TRECHO DO DOCUMENTO:
---+---
Lucas Ribeiro Campos1

Resumo: A Sociedade Protetora dos Desvalidos foi uma associação de socorros mútuos

com sede localizada na cidade de Salvador, constituída por trabalhadores de cor. Tinha

como objetivo auxiliar seus associados em momentos de doença, desemprego e ajudando

as famílias destes em casos de morte. Durante sua trajetória, a SPD conservou o critério

racial para a admissão de seus sócios. Este critério era tão rigoroso que, no artigo 69 de

uma espécie de esboço do estatuto de 1894, todos os regulamentos poderiam ser

reformulados, menos o artigo 1º, considerado “perpetuo” e “inviolável”, pois se referia à

entrada de indivíduos de cor na associação. Deste modo, a instituição permaneceu com

uma característica que a diferenciava de muitas associações de auxilio mútuo do século

XIX: não existia uma identificação em torno de um ofício, mas sim em relação a cor.

Nesta comunicação pretendo discutir os significados e os sentidos atribuídos por estes

sujeitos em relação a essa identidade racial. A partir de dois episódios específicos, busco

compreender as formas como os membros daquela instituição acionaram sua identidade

racial para transmitirem uma imagem alinhada às expectativas das autoridades, com o

objetivo de legitimar o espaço de solidariedade que eles haviam construído para os

trabalhadores de cor, desde a época do Império.

Palavras-chave: mutualismo, raça, trabalhadores.
---+---
DADOS FORNECIDOS:
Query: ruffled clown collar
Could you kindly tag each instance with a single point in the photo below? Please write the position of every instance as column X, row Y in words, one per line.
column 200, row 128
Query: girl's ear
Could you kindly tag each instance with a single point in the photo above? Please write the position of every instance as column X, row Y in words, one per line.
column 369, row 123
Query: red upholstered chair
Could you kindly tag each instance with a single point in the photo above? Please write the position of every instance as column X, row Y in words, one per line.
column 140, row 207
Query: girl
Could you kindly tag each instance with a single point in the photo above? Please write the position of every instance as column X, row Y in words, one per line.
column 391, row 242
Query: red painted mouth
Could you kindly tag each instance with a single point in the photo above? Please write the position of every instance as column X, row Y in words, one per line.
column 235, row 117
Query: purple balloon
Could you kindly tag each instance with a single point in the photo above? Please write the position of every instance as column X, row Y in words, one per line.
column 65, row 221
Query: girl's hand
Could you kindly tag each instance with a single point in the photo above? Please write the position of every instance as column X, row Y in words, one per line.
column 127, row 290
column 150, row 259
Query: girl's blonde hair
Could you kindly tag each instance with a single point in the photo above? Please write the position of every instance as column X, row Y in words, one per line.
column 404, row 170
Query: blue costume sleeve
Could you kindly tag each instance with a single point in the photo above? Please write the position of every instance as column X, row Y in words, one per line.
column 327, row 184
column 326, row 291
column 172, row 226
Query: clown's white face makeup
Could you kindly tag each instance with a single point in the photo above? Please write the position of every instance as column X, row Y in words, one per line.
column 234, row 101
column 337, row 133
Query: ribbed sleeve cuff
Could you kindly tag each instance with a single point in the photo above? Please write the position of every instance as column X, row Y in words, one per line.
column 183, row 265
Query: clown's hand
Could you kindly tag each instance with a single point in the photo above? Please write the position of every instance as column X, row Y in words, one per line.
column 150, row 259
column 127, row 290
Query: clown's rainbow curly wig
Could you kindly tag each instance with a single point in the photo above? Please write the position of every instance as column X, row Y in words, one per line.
---+---
TAREFAS PROPOSTAS:
A – De acordo com o trecho do documento, em que cidade ficava a sede da Sociedade Protetora dos Desvalidos?
B – Traduza para o inglês esta frase do trecho do documento: "Durante sua trajetória, a SPD conservou o critério racial para a admissão de seus sócios."
As entradas vêm de uma fonte diferente da do trecho do documento.

RESPOSTAS DAS TAREFAS:
A – Em Salvador.

B – Throughout its history, the SPD kept the racial criterion for the admission of its members.